→ **Selected text**:
start

# Working at a trail riding place.. help!



## Mulefeather (Feb 22, 2014)

I would go back to taking some lessons before you go to work handling horses for other people, especially where there is a safety and liability element. 

I would work on grooming, tacking up, tying safely, walk/trot/canter and transitions, and being a confident handler. I would also brush up on first aid. 

What would you be doing at this place? Most of the time they will usually start new staff off with the dirty, crummy jobs. But, that's how you learn.


----------



## Oreos Girl (May 24, 2011)

I rode at Yellowstone last summer and they had trail guides. From what I observed as the paid rider. The wranglers, gathered the horses, saddled, bridled, helped people mount. As we rode out, they checked on the people as we went. I might think there would be times you would need to be comfortable ponying another horse as well. I am sure there is much much more to the job than what I observed but I have never worked that job so it is my only frame of reference.


----------



## equuslover (Mar 21, 2016)

Mulefeather said:


> I would go back to taking some lessons before you go to work handling horses for other people, especially where there is a safety and liability element.
> 
> I would work on grooming, tacking up, tying safely, walk/trot/canter and transitions, and being a confident handler. I would also brush up on first aid.

end

→ **Data supplied**:
start

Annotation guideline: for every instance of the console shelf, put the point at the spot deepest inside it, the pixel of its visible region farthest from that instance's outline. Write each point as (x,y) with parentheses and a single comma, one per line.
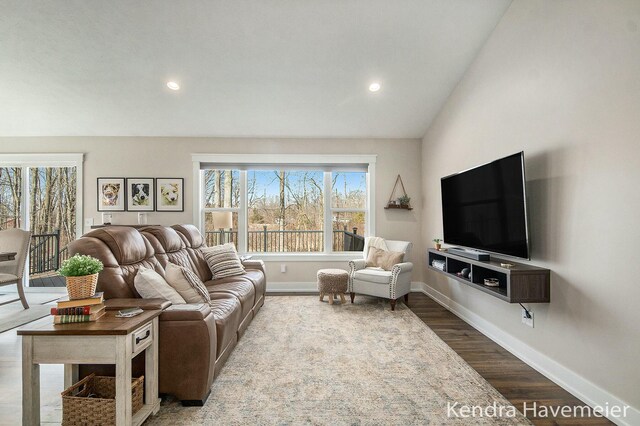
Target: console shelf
(520,283)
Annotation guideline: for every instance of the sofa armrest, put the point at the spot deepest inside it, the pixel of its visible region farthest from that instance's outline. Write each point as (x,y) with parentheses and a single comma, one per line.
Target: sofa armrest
(254,264)
(135,302)
(356,265)
(402,267)
(186,312)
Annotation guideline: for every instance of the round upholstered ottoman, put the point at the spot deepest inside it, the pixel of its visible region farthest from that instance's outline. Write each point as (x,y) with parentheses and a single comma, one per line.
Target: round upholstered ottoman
(332,282)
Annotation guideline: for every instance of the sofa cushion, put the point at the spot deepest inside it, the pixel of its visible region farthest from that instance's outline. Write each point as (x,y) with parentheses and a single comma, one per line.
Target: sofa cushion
(186,283)
(227,312)
(373,275)
(223,261)
(151,285)
(239,287)
(383,259)
(122,250)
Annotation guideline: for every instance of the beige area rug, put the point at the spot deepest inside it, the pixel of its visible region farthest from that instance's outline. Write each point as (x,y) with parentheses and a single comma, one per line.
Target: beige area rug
(306,362)
(13,315)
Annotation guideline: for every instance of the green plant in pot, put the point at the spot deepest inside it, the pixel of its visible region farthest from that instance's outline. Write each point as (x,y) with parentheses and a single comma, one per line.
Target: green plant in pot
(81,272)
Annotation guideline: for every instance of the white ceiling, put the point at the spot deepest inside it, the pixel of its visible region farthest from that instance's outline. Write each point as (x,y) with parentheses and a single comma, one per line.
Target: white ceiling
(270,68)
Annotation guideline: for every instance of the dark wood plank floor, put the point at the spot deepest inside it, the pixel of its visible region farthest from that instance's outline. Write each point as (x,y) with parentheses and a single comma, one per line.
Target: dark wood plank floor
(511,377)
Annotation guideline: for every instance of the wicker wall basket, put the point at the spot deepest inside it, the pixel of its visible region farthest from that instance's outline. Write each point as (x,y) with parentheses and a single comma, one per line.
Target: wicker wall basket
(82,287)
(91,401)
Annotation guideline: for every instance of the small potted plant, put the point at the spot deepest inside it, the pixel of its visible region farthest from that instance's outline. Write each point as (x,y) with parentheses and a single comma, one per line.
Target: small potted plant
(81,273)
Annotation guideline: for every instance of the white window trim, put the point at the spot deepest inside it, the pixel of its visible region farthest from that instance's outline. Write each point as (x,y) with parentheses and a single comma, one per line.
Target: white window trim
(27,161)
(284,159)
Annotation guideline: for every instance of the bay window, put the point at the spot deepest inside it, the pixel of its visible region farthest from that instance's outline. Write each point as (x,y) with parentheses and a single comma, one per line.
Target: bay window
(295,206)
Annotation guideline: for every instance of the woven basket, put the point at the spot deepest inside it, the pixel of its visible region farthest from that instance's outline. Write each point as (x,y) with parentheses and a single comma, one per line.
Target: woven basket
(82,287)
(78,408)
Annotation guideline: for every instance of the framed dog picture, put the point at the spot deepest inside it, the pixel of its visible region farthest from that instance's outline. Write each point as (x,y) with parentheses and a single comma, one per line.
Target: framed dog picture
(170,194)
(140,194)
(111,194)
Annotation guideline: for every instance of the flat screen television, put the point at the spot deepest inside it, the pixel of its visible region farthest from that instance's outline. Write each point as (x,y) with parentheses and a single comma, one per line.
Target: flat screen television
(485,208)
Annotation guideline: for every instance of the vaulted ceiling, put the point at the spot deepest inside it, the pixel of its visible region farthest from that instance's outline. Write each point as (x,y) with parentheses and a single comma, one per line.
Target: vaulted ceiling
(268,68)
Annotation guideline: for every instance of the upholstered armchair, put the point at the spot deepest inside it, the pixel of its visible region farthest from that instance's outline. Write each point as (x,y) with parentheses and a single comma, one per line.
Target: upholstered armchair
(11,272)
(377,282)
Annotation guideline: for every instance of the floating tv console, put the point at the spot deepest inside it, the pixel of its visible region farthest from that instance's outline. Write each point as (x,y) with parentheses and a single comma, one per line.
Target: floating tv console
(520,283)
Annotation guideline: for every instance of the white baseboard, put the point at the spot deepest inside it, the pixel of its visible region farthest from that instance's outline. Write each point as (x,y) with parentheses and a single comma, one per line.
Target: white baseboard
(292,287)
(572,382)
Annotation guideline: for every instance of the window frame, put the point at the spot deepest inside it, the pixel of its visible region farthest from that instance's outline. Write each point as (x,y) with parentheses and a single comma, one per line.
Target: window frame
(35,160)
(325,162)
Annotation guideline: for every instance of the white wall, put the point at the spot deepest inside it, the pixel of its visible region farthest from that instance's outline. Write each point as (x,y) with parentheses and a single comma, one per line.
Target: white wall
(561,81)
(171,157)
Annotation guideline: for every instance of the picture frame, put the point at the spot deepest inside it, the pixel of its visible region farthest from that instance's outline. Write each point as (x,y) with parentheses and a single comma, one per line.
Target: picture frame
(141,194)
(170,194)
(111,194)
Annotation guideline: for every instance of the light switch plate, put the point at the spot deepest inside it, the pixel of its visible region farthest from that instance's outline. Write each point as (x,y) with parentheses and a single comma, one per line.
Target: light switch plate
(527,321)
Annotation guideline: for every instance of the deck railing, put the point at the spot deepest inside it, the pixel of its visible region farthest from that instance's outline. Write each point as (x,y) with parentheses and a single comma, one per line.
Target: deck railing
(44,253)
(288,241)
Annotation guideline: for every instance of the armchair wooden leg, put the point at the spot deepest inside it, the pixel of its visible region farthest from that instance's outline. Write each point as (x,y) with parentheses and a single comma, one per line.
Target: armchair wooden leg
(23,299)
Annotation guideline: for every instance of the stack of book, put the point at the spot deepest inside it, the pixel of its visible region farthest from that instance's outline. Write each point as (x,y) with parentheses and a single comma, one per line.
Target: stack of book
(78,310)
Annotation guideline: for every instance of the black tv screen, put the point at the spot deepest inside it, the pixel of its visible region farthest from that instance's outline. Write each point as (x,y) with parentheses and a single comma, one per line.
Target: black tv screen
(484,208)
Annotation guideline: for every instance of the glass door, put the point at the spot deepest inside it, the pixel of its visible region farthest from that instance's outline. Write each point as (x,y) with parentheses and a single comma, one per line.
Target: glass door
(10,197)
(52,221)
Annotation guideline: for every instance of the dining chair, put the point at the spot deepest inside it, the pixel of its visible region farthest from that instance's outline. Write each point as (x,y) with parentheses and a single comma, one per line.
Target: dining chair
(12,271)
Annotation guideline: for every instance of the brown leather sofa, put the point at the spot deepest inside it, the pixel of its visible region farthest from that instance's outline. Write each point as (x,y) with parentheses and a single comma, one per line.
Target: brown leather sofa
(195,339)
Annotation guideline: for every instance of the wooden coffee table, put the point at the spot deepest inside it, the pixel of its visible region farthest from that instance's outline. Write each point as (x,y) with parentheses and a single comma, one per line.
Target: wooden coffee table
(109,340)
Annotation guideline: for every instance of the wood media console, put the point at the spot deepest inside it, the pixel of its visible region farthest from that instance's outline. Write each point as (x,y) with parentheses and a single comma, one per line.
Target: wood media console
(519,283)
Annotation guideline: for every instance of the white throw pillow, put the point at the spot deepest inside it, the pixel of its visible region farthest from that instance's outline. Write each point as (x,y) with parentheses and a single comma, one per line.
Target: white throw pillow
(187,283)
(151,285)
(223,261)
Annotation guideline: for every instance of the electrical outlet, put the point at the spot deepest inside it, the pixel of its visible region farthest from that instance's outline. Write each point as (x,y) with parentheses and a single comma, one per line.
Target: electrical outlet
(527,320)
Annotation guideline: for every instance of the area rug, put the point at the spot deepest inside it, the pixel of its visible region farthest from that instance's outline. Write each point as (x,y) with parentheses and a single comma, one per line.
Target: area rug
(13,315)
(306,362)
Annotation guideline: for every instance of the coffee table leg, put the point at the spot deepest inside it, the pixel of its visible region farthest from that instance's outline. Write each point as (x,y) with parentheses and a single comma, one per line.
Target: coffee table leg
(70,375)
(123,381)
(151,371)
(30,384)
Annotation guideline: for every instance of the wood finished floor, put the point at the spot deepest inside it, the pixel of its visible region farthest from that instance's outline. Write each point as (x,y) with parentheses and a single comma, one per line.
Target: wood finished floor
(513,378)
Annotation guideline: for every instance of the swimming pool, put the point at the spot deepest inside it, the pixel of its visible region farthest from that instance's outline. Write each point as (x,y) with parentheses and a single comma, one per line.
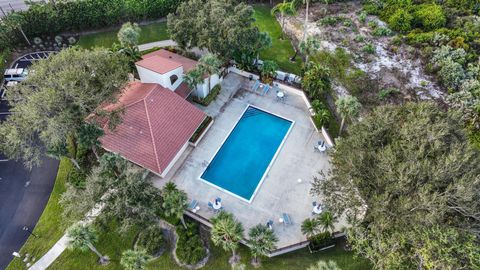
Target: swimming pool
(243,160)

end

→ **Task to carry out**:
In the trail riding thread, condense the paragraph beginning "I rode at Yellowstone last summer" into a short bulleted list that keeps its main facts.

→ **Reply**:
- The writer rode at Yellowstone last summer as a paying rider, and there were trail guides.
- The wranglers gathered the horses, saddled and bridled them, and helped people mount.
- During the ride, the wranglers checked on the riders.
- A guide might sometimes need to be comfortable ponying another horse.
- The job surely involves much more, but the writer has never worked it, so this observation is the only frame of reference.